- _Data for the task_
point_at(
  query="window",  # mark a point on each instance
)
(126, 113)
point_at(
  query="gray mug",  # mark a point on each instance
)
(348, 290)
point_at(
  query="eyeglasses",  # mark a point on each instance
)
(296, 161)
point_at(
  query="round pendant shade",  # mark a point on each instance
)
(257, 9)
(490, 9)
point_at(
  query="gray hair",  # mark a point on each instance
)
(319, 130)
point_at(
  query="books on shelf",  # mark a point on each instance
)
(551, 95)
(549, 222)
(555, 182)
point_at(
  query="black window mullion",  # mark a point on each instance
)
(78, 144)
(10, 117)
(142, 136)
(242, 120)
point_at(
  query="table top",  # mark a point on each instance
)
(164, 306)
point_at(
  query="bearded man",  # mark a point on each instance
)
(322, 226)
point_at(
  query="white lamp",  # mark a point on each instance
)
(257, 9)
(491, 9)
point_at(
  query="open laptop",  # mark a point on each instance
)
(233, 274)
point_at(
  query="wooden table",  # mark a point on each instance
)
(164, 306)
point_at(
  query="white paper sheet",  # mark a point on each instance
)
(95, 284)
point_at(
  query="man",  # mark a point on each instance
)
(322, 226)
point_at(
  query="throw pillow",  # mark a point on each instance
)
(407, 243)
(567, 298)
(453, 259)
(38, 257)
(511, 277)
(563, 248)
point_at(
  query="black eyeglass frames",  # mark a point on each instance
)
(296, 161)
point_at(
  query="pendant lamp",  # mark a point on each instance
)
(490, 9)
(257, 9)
...
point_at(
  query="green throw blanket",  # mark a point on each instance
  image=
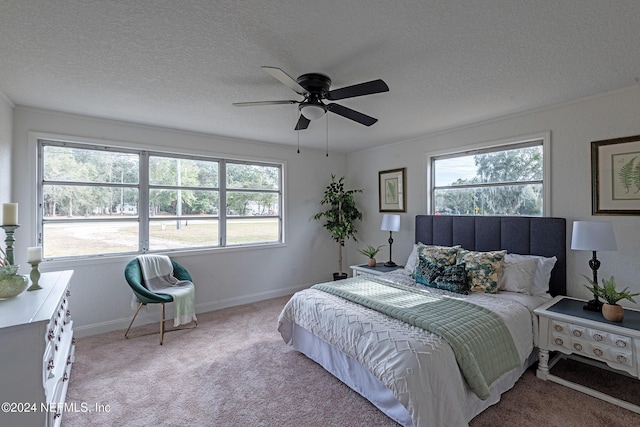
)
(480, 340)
---
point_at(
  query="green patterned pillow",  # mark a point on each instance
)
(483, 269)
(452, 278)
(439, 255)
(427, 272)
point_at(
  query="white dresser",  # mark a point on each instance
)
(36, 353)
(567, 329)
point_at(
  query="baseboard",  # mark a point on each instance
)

- _To do_
From the records above, copy each line where the word "pendant" can be found.

- _Result for this exercise_
  query="round pendant shade",  # mark a point on each instance
  query="pendant lamp",  # mark a point on each instance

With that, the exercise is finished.